───── Document text

Project

General

Profile

Bug #1034

Gromacs 4.6 segmentation fault with mdrun

Added by Sebastian Waltz over 6 years ago. Updated over 6 years ago.

Status:
Closed
Priority:
High
Category:
mdrun
Target version:
Affected version - extra info:
Affected version:
Difficulty:
uncategorized
Close

Description

OS: Debian linux version 6.0.6
compiler: gcc version 4.4
results of runs with the following configurations:
- "mdrun -nb cpu" (to run CPU-only with Verlet scheme)
segmentation fault when starting the actual simulation
(verlet_cpu_only.log verlet_cpu_only.debug)

- "GMX_EMULATE_GPU=1 mdrun -nb gpu" (to run GPU emulation using plain C kernels);
segmentation fault when starting the actual simulation (gpu_emulation.*)

- "mdrun" without any arguments (which will use 2x(n/2 cores + 1 GPU))
segmentation fault when starting the actual simulation (no_arguments.*)

- "mdrun -ntmpi 1" without any other arguments (which will use n cores + the first GPU)
segmentation fault when starting the actual simulation (ntmpi.*)

──────────
───── Entries provided

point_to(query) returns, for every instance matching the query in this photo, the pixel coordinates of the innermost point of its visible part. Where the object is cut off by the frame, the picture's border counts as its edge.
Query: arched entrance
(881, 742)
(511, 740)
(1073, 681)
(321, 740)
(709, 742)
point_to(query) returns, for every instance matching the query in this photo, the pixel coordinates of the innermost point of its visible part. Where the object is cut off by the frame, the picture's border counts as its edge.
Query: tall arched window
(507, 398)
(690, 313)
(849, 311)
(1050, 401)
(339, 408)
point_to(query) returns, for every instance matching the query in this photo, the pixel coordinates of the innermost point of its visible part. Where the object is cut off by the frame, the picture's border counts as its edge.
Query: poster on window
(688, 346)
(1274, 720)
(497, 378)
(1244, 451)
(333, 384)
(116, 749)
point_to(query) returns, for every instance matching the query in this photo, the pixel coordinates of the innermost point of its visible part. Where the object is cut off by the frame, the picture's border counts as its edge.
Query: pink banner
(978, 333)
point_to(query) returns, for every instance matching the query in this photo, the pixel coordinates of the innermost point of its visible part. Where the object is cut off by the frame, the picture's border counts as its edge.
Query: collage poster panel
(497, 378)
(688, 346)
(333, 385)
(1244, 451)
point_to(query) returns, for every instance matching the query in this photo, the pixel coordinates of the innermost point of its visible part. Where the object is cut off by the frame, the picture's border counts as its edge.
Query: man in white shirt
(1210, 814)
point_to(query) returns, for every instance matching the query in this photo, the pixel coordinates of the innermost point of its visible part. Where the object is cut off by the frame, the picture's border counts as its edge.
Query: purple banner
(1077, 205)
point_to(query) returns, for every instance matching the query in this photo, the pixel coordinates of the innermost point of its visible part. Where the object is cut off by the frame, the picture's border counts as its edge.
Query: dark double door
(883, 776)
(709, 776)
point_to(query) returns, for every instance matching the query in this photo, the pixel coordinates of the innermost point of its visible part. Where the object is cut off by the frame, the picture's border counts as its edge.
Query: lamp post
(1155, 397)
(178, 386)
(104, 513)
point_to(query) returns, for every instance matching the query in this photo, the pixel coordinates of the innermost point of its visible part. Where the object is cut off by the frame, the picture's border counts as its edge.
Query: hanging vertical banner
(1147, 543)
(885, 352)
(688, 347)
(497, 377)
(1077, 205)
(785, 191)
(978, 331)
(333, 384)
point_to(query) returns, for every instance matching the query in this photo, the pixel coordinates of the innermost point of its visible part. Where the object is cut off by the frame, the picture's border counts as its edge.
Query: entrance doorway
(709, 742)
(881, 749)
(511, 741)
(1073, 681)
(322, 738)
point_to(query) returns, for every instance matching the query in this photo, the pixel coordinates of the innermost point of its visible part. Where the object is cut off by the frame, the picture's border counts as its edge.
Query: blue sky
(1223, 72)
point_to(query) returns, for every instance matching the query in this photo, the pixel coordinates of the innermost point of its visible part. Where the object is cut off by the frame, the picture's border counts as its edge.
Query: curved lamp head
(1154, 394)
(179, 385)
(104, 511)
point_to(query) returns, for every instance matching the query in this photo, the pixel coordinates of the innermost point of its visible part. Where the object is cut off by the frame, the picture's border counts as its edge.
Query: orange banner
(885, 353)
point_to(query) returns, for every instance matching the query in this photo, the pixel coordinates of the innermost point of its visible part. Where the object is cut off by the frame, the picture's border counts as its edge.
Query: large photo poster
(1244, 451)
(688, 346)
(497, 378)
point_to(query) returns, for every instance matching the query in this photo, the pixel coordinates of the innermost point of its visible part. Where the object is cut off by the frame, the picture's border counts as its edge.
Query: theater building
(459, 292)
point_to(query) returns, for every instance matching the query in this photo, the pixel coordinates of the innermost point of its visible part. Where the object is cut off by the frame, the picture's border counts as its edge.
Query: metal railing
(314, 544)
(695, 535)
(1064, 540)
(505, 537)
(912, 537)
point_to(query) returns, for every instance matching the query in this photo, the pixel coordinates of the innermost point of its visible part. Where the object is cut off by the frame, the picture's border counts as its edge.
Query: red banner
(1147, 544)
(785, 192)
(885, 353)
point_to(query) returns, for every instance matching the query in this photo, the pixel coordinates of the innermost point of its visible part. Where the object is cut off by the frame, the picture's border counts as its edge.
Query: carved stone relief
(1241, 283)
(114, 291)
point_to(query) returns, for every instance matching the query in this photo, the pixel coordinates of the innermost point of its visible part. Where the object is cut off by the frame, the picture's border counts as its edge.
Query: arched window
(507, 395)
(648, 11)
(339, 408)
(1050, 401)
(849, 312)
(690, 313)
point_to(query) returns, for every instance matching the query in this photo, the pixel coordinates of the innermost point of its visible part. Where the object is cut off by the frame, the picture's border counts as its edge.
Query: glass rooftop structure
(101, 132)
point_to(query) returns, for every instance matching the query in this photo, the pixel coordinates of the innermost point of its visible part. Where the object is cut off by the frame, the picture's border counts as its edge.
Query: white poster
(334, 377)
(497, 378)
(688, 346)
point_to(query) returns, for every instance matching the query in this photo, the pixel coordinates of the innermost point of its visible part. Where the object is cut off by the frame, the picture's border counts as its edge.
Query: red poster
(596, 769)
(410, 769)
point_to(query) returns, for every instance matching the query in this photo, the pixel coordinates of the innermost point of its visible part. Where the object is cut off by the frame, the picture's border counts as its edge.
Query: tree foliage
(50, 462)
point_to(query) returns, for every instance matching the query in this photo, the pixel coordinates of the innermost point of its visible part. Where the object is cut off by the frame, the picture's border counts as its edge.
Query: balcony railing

──────────

Set tasks:
**a.** Answer these from the bug report, one per line:
(i) What operating system is listed?
(ii) What priority is the bug assigned?
(iii) Which command is described as running GPU emulation using plain C kernels?
**b.** Pull out every line of the records that contains the string "arched". Case counts, so match it as given.

Task-by-task solutions:
**a.**
(i) Debian linux version 6.0.6
(ii) High
(iii) "GMX_EMULATE_GPU=1 mdrun -nb gpu"

**b.**
Query: arched entrance
Query: tall arched window
Query: arched window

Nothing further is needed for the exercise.